◆ WHAT THE TASK REQUIRES: Repeat verbatim the lines of the data below, beginning with the line containing "Question. Put a dot on every instance of the tank gun" and continuing to the end.

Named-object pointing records
━━━━━━━━━━

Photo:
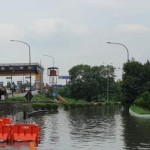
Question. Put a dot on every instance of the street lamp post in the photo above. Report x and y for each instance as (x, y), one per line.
(29, 57)
(124, 47)
(51, 57)
(53, 66)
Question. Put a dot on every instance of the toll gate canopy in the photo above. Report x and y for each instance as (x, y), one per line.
(19, 69)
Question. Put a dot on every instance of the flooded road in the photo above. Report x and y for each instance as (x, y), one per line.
(90, 128)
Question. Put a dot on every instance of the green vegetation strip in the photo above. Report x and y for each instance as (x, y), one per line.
(139, 110)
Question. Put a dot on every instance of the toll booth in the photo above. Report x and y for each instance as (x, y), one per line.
(53, 73)
(23, 69)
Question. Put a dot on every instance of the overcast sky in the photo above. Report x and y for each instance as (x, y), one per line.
(74, 31)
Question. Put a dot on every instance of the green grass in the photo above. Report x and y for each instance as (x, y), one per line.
(139, 110)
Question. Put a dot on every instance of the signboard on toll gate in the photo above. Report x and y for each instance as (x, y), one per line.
(29, 96)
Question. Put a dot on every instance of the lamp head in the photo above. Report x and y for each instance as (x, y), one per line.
(108, 42)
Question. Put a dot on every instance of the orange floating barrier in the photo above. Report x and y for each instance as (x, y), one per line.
(4, 121)
(25, 132)
(18, 132)
(5, 132)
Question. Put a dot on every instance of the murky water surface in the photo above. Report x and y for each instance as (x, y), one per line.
(89, 128)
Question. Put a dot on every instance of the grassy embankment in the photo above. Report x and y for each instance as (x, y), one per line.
(41, 102)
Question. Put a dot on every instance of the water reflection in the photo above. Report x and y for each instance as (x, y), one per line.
(81, 128)
(89, 128)
(136, 132)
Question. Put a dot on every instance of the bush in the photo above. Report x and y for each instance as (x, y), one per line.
(143, 100)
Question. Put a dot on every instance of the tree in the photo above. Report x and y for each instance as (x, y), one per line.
(134, 80)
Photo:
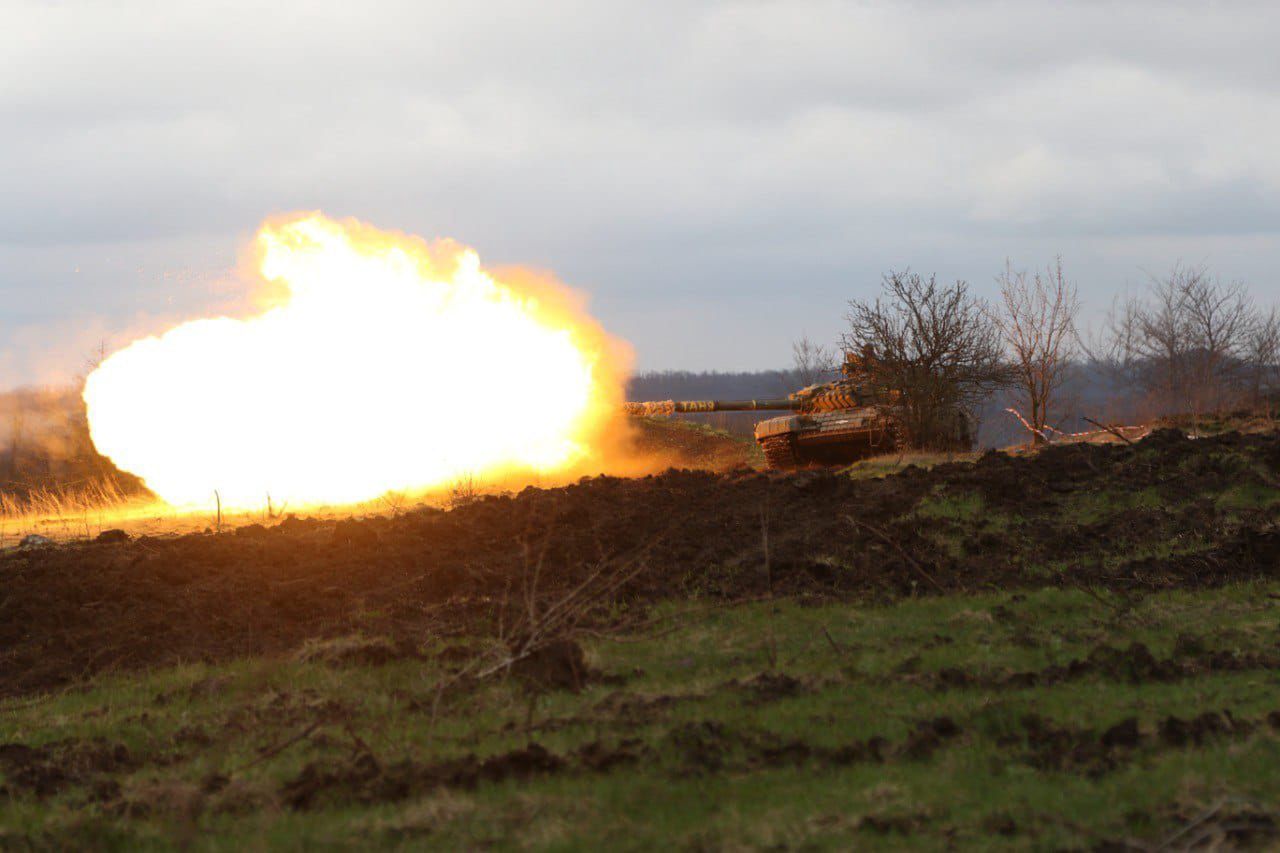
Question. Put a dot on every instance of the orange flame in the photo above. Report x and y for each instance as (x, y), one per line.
(391, 365)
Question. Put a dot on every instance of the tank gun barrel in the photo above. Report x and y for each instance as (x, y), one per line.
(673, 406)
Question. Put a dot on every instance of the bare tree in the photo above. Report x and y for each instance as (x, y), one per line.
(1264, 360)
(1219, 319)
(936, 346)
(812, 361)
(1184, 342)
(1037, 319)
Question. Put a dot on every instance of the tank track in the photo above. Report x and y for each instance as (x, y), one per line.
(780, 452)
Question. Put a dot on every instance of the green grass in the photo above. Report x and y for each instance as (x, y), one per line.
(863, 671)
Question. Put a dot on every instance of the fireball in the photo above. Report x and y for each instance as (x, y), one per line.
(387, 365)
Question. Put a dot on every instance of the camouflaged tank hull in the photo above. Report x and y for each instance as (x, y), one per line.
(826, 438)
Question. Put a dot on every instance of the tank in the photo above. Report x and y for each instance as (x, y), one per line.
(832, 423)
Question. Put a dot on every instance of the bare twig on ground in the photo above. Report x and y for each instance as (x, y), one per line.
(280, 747)
(1110, 429)
(912, 561)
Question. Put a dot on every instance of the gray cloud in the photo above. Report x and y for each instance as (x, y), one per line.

━━━━━━━━━━

◆ FULL ANSWER:
Question. Put a dot on every instance of the tank gun barrel in the photo above. Report x and y for each instance as (x, y), one per line.
(673, 406)
Question. Put a dot on every instance of the bare tree in the photo above. Report x and y for each instance as (x, y), one per line.
(1264, 360)
(1219, 319)
(936, 346)
(812, 361)
(1184, 342)
(1037, 319)
Question. Put a dot on every instance of the tank track in the photo above. Report x and y for each instance as (x, y), one per line.
(780, 452)
Question. Put a dot on every instance of the green grass in the photo above. Report x and y for each instance as (x, y), one per line.
(863, 671)
Question. Put a dot on every instance of the fireball in the photo above. Report x and y for each instance as (x, y), one per line.
(387, 365)
Question. Put a dot on every instance of the camouflaged tank hull in the photo above. Report x and y for each instance as (x, y), one per line.
(826, 438)
Question. Put a dot on every instance of the tank in the photo above. Report x and y for each instance as (x, y), one per line.
(832, 423)
Question. Put a dot on every instance of the bare twig on ground in the photo above. Report x and y for each instance as (x, y), one per line.
(280, 747)
(1110, 429)
(912, 561)
Question. Put a dot on every instance of the gray cloud in the photo above. Report x and y for each instance as (x, y), one per line.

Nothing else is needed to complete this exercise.